**TASK TO COMPLETE**
Put the data below, everything from the line containing "Your task is to find each shallow" down to the line containing "[0,652,196,816]", into a Markdown table with the columns Row and Line. Number each row and skip any blank lines.

**PROVIDED MATERIAL**
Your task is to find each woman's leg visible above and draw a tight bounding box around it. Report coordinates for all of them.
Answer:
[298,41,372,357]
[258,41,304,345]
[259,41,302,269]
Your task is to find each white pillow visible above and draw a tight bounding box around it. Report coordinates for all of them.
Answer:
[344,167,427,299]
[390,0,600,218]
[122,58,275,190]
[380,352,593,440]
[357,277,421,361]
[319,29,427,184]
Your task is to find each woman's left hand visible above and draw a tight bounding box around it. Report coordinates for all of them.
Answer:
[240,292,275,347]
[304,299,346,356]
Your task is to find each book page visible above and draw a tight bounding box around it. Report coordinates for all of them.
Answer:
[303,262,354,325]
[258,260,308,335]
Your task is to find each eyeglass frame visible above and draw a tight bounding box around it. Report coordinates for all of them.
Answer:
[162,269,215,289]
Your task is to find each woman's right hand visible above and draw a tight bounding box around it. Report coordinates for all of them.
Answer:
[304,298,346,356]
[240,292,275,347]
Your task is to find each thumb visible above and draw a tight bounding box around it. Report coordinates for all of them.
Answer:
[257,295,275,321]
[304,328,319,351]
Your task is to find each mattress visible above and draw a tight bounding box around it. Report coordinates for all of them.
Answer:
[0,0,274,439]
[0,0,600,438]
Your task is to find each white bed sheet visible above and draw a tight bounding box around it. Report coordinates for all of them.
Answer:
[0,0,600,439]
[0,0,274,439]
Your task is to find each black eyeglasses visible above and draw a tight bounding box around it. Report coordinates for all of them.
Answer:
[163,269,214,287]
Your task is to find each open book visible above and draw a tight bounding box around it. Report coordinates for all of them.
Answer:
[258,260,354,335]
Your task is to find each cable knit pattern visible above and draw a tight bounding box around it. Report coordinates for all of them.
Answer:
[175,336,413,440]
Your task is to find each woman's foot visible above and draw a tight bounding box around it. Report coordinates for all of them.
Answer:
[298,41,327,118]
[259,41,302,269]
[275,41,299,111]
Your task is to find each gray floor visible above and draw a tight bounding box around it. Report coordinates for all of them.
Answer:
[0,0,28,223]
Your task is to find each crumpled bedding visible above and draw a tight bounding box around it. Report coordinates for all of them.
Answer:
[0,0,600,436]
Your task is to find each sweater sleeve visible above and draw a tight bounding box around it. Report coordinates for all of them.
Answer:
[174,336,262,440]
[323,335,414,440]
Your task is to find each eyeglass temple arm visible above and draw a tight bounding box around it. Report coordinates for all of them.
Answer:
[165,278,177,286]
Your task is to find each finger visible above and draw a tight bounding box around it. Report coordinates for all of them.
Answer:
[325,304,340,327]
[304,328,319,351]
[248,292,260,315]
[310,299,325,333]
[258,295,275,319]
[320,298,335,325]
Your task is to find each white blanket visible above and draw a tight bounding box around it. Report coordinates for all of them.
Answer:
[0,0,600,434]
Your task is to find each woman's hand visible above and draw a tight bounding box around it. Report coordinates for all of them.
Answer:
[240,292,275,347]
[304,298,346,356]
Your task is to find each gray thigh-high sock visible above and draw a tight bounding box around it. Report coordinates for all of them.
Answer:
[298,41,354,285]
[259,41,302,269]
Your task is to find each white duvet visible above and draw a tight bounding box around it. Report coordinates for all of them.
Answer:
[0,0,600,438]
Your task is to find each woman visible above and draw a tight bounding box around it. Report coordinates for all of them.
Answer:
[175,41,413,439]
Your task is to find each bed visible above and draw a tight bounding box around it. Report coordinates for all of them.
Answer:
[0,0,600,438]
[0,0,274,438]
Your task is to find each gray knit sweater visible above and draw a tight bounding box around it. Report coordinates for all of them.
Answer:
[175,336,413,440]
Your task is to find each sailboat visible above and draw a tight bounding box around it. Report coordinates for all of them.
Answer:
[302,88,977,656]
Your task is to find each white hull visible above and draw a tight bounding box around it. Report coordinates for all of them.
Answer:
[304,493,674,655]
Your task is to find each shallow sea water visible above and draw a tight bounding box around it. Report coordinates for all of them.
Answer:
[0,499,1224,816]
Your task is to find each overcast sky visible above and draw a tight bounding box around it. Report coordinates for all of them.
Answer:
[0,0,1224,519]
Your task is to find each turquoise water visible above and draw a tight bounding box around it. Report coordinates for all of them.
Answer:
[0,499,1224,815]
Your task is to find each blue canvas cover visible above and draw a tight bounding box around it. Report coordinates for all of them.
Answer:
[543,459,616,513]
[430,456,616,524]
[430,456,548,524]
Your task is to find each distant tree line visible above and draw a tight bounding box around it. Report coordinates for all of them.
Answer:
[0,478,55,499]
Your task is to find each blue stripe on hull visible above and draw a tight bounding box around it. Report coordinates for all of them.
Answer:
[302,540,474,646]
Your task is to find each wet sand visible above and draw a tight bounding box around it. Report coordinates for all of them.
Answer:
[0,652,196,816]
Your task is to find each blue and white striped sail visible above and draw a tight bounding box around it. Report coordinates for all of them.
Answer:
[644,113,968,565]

**IN RESPONSE**
| Row | Line |
|---|---|
| 1 | Your task is to find each shallow sea water visible above and draw a tight bounding box around it. Report coordinates for all of them. |
| 2 | Answer: |
| 3 | [0,499,1224,816] |
| 4 | Your task is to find each overcast sky visible above and draw a tight bounding box around it. Report coordinates for all of them. |
| 5 | Answer: |
| 6 | [0,0,1224,519] |
| 7 | Your task is to find each turquoise water visible above and draw a tight bounding box around it. Report coordinates for all of them. |
| 8 | Answer: |
| 9 | [0,499,1224,815] |
| 10 | Your task is to find each blue canvas cover visible above and draw a tight bounding box around it. Report coordinates for all of them. |
| 11 | Answer: |
| 12 | [543,459,616,513] |
| 13 | [430,456,616,524] |
| 14 | [430,456,548,524] |
| 15 | Your task is to find each distant tree line visible above and draw a tight bounding box around it. Report coordinates for all of them. |
| 16 | Answer: |
| 17 | [0,478,55,499] |
| 18 | Your task is to find each blue stripe on hull visible above and draw a tight bounding box around it. Report coordinates for all of them. |
| 19 | Answer: |
| 20 | [302,540,474,646] |
| 21 | Your task is to find each wet sand visible above and draw a tight bounding box around it. Report coordinates for all of them. |
| 22 | Answer: |
| 23 | [0,652,196,816] |